Text shown>
(begin)

In [1]:
from os import listdir
from os.path import isfile, join
import pandas as pd
import numpy as np
from raw_data_processing import get_table, remove_nan_from_table

In [2]:
BEHAVIOR_DATA_DIR = '../data/behavior'
BEHAVIOR_DATA_FILES = [f for f in listdir(BEHAVIOR_DATA_DIR) if isfile(join(BEHAVIOR_DATA_DIR, f))]
BAD_DATA = ['localwithgps.json', 'driving.json']
BEHAVIOR_DATA_FILES = [f for f in BEHAVIOR_DATA_FILES if f not in BAD_DATA]

In [3]:
def get_accumulation_without_jumps(values, direction):
    increments = np.diff(values)
#     flips = np.where(increments < 0)[0]
#     for flip in flips:
#         print('{} to {}'.format(values[flip], values[flip+1]))
    increments = increments[increments * direction >= 0]
    return sum(increments)

In [4]:
def get_miles_per_gallon(df, columns):
    odometer = df[columns[0]]
    fuel = df[columns[1]]
    kilometers = get_accumulation_without_jumps(odometer, 1)
    liters = get_accumulation_without_jumps(fuel, 1)
    miles = kilometers * 0.621371
    gallons = liters * 0.264172
    return miles/gallons

In [5]:
def capitalize(name):
    return name[0].upper() + name[1:].lower()
    
def get_uppercase_name(json_name):
    stripped = json_name.split('.')[0]
    dashed = stripped.split('-')

(end)

What you need to do>
A. Copy the notebook code starting at "liters = get_accumulation_without_jumps(fuel, 1)" and ending at "dashed = stripped.split('-')".
B. Name every function that the notebook code defines with its own def line.
C. Carry the notebook code forward, picking up right after its final line.

Items listed in a dataset:
(begin)

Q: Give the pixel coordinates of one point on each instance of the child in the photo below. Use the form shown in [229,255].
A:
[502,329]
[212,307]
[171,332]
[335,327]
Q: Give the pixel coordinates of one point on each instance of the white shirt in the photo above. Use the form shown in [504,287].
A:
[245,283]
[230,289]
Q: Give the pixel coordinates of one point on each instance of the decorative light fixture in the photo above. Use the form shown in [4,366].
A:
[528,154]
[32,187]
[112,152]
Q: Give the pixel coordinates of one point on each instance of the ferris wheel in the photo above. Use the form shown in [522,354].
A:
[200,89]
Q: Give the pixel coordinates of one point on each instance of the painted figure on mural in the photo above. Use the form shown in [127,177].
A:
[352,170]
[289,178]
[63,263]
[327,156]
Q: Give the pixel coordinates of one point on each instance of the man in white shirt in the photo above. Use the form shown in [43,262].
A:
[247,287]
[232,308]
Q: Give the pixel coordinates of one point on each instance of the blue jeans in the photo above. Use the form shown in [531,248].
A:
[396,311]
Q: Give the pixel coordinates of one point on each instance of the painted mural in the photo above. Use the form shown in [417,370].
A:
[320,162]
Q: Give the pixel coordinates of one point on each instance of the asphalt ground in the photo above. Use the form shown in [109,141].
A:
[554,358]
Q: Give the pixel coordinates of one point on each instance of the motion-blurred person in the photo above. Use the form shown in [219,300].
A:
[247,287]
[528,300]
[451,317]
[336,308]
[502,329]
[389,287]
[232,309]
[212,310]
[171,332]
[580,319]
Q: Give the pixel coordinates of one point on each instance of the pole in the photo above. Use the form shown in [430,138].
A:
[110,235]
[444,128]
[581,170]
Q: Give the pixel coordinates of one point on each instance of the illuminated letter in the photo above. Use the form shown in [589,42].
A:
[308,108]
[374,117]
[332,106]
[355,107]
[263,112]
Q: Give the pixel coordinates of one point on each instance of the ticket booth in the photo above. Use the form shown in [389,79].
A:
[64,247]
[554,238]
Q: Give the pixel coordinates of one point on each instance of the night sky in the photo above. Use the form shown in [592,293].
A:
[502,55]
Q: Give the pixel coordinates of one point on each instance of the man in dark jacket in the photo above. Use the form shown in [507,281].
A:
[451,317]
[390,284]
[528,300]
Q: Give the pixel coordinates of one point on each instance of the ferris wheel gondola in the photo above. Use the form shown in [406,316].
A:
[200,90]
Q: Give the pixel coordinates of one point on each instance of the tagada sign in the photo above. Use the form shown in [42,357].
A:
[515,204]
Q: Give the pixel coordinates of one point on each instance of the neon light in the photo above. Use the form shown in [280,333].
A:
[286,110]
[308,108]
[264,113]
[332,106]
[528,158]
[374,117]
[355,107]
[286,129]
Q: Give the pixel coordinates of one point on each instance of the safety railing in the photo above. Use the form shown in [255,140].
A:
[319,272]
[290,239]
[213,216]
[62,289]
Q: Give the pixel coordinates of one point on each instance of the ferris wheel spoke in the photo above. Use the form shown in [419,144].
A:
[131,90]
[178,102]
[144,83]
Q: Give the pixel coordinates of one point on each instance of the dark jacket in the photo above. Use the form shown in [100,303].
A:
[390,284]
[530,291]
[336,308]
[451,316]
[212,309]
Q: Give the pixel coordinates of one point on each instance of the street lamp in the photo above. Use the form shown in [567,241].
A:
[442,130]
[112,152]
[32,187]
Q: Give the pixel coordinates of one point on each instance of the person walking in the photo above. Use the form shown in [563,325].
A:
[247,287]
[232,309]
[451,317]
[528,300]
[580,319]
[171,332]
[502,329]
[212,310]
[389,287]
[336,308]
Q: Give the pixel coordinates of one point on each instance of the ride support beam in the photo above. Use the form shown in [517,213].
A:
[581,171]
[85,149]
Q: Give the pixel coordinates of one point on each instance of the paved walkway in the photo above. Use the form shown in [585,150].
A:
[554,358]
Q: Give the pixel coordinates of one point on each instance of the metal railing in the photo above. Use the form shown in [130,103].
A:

(end)

Results in order>
A.
liters = get_accumulation_without_jumps(fuel, 1)
    miles = kilometers * 0.621371
    gallons = liters * 0.264172
    return miles/gallons

In [5]:
def capitalize(name):
    return name[0].upper() + name[1:].lower()
    
def get_uppercase_name(json_name):
    stripped = json_name.split('.')[0]
    dashed = stripped.split('-')

B.
get_accumulation_without_jumps
get_miles_per_gallon
capitalize
get_uppercase_name

C.
    return ' '.join([capitalize(part) for part in dashed])

In [6]:
def get_desired_columns(df, column_groups):
    desired_columns = []
    for group in column_groups:
        desired_columns.append(next((column for column in group if column in df.columns), None))
    return desired_columns
            

In [13]:
data = []
for file_name in BEHAVIOR_DATA_FILES:
    df = get_table(join(BEHAVIOR_DATA_DIR, file_name))
    relevant_columns = get_desired_columns(df, [['odometer', 'fine_odometer_since_restart'], ['fuel_consumed_since_restart']])
    df = remove_nan_from_table(df, relevant_columns)
    df = df[relevant_columns]
    mpg = get_miles_per_gallon(df, relevant_columns)
    display_name = get_uppercase_name(file_name)
    data.append({'Behavior': display_name, 'MPG': mpg})

In [14]:
df = pd.DataFrame(data)

In [15]:
df.to_csv('mpg_data.csv')